What you have to do:
Please copy the listing below, starting at its first line and stopping after the line that has "x=575 y=547", with the requests included and the pictures left out. Multiply each answer coordinate by 1.3 and round to a whole number, with halves rounded up, but leave the numbers in the requests and their format samples unchanged.

Data rows:
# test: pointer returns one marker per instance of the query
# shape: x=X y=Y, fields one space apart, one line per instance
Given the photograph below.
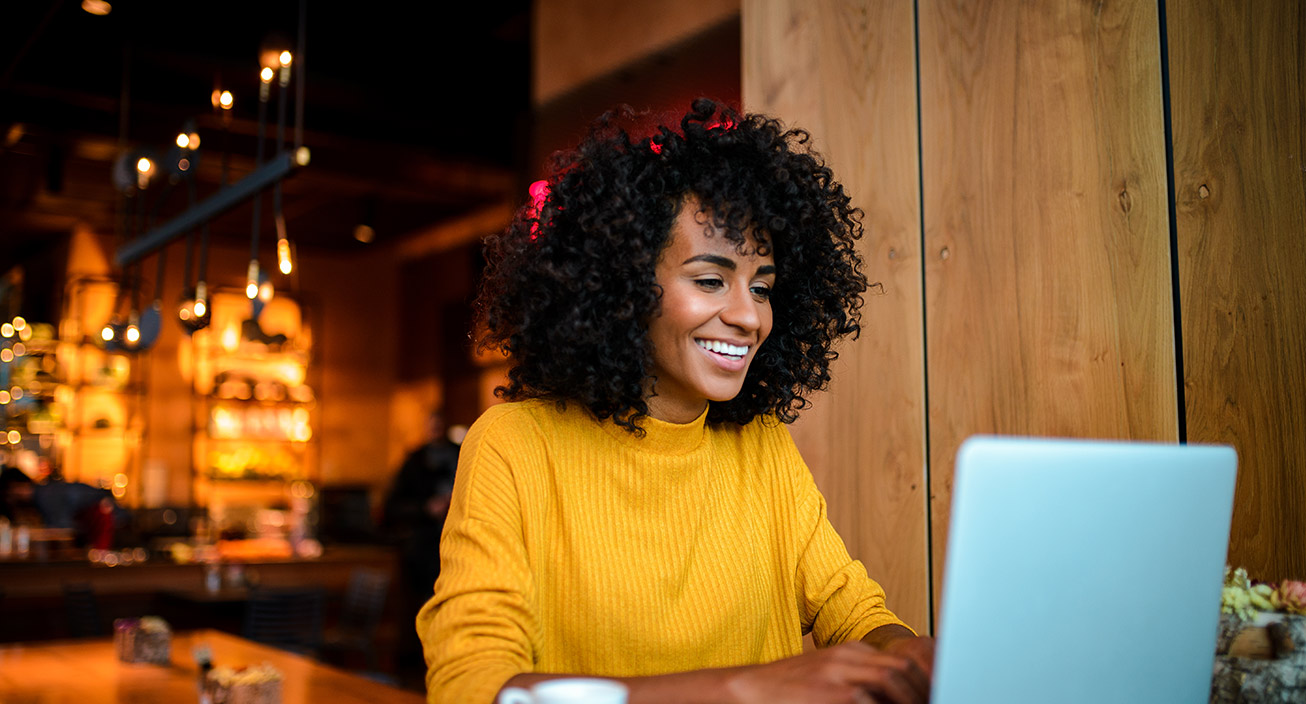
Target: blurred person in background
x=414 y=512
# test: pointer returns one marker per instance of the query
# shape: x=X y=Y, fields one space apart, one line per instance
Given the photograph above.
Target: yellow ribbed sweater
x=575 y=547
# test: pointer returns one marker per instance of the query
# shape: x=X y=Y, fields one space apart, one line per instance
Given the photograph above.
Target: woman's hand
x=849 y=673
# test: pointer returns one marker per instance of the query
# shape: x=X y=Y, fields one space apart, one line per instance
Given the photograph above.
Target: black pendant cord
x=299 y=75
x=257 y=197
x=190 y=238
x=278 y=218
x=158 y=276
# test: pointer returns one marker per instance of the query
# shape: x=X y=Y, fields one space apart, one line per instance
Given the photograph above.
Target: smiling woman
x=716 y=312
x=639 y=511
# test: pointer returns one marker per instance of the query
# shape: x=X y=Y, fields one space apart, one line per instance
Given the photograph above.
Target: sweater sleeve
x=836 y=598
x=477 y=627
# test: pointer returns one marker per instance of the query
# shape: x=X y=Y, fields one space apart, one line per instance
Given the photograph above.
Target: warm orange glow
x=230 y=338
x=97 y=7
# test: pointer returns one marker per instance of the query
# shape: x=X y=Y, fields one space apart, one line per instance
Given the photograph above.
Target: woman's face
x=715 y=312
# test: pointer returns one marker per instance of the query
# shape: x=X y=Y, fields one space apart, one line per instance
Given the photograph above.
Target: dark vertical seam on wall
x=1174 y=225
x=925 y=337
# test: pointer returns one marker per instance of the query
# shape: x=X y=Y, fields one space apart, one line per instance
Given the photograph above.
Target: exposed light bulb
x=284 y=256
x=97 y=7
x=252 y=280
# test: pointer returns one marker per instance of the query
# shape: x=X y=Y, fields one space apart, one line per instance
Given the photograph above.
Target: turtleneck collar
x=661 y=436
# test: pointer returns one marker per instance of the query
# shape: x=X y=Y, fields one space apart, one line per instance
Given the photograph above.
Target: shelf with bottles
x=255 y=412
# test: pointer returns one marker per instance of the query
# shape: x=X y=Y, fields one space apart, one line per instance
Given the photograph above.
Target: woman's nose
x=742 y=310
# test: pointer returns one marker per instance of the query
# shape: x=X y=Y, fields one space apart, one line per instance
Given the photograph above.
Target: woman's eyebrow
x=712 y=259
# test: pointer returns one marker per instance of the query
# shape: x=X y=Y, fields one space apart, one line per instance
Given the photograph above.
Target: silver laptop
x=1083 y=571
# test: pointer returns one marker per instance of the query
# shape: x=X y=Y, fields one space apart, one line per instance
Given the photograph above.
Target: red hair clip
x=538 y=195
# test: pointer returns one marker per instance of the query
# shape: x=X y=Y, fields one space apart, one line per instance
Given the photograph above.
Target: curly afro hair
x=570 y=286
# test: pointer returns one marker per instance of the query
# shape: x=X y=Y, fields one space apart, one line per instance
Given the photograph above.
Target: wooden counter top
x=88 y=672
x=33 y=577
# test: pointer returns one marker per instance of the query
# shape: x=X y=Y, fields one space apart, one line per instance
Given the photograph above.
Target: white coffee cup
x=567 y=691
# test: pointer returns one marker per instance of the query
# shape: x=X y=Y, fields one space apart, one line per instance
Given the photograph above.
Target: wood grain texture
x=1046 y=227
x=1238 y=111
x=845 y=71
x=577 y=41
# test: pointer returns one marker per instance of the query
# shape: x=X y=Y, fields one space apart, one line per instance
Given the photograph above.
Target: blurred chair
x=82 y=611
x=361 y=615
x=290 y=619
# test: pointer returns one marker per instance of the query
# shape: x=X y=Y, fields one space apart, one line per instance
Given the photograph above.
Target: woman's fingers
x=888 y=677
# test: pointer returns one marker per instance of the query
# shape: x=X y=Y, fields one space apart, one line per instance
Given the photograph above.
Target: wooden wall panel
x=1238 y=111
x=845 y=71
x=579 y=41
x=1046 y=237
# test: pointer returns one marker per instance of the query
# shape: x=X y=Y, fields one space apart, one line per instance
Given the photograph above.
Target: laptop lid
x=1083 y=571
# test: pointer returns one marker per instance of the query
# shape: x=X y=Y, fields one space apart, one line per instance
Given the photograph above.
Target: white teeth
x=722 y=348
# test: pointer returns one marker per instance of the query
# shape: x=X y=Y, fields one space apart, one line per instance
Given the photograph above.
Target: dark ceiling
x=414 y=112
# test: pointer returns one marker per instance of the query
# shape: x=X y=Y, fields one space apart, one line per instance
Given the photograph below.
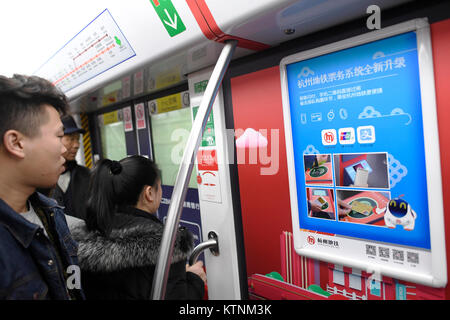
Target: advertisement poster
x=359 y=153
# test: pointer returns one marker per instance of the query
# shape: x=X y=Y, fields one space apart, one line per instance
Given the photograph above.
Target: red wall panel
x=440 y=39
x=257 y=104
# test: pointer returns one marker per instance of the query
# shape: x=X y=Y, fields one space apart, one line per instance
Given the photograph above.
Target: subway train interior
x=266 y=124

The answer:
# test: pointer returns one marker per instance of the query
# shape: x=X y=Y, fields one space apart, one line per instance
Given the photograph below.
Target: blurred person in background
x=538 y=666
# test: pointer returns one marker per instance of the query
# shape: x=X y=Y, fields one space apart, one line per instance
Given the photograph above.
Target: yellow ribbed sweater
x=748 y=711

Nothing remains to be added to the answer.